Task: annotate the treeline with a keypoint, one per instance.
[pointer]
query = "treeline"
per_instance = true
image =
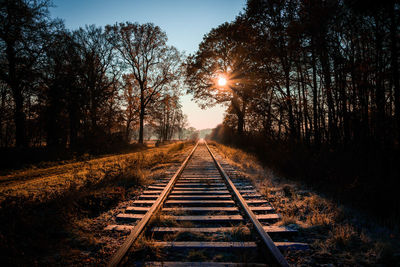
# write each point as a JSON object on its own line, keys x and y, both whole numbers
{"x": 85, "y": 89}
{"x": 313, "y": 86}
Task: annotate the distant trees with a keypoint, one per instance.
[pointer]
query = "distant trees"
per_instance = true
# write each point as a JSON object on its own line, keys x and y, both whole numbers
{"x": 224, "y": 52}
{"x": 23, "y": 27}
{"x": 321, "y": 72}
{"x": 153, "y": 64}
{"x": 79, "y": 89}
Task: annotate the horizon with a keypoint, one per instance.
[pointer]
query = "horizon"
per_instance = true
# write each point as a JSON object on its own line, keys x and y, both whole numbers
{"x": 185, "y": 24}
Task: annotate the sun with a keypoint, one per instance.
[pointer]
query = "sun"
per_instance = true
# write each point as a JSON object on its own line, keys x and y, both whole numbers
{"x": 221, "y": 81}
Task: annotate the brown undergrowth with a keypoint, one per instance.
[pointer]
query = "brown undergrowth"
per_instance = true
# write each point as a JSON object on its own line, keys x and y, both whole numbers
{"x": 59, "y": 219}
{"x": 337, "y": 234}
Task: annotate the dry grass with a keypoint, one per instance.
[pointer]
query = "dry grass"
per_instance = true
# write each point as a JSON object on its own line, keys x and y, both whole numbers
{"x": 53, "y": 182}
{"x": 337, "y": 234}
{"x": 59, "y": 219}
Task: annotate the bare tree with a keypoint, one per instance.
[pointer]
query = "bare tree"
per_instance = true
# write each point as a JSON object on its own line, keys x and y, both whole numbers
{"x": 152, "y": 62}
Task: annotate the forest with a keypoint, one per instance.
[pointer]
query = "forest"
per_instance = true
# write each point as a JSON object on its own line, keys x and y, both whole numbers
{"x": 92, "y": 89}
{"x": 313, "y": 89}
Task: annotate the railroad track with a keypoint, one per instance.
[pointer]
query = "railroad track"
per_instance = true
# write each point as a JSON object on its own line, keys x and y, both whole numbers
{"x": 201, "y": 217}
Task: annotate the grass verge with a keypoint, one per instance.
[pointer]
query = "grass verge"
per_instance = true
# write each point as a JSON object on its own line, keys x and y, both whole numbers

Set problem
Output the whole listing above verbatim, from start to finish, but omit the pictures.

Response to the task
Task: annotate the treeline with a keypoint, one per instance.
[pointer]
query = "treeline"
per_instance = true
image =
# write each point as a JSON object on its own line, keys x and y, both whole numbers
{"x": 85, "y": 89}
{"x": 313, "y": 86}
Task: annotate the distant trees with a keypoint, one per instance.
[pointer]
query = "distant trees"
per_instance = true
# write each point as a JSON object on its own line, keys x and y, both whole numbers
{"x": 224, "y": 52}
{"x": 23, "y": 27}
{"x": 321, "y": 72}
{"x": 153, "y": 64}
{"x": 79, "y": 89}
Task: annotate the horizon with a keypoint, one per instance.
[pointer]
query = "horizon"
per_instance = true
# write each point as a JSON object on its own line, keys x and y, both whole numbers
{"x": 185, "y": 24}
Task: annotate the sun with a keypoint, one per instance.
[pointer]
query = "sun"
per_instance = true
# write each point as a JSON object on its own line, keys x and y, both whole numbers
{"x": 221, "y": 81}
Task: annotate the brown undergrowth with a keypoint, one per instance.
[pointer]
query = "brown undergrowth"
per_instance = true
# write each point as a JSON object on its own line, keys x and y, both whole numbers
{"x": 59, "y": 219}
{"x": 337, "y": 234}
Task: annotate the dry grass with a keypoint, one per instance.
[pointer]
query = "dry grass"
per_instance = true
# write each point as a JSON object on its own line, keys x and y, both whole numbers
{"x": 53, "y": 182}
{"x": 337, "y": 234}
{"x": 59, "y": 219}
Task: annotate the bare tree with a keypoint, one per instance.
[pointer]
query = "bare tree"
per_instance = true
# write each point as a JSON object on its own line, keys x and y, both whole numbers
{"x": 152, "y": 62}
Task: annotate the forest with a keypoint, one per instance.
[pointer]
query = "forest"
per_instance = true
# write each point as a JSON object on its own line, keys x and y, both whole numbers
{"x": 92, "y": 89}
{"x": 313, "y": 89}
Task: annotate the railroad track with a keypoint, one per instance.
[pointer]
query = "railroad track"
per_instance = true
# write each point as a JSON object on its own line, keys x and y, both whole numbers
{"x": 201, "y": 217}
Task: annotate the grass verge with a keypoint, one per instance.
[pointer]
query = "grass verge"
per_instance = true
# write each point as a JSON object on its own line, keys x and y, both whole numbers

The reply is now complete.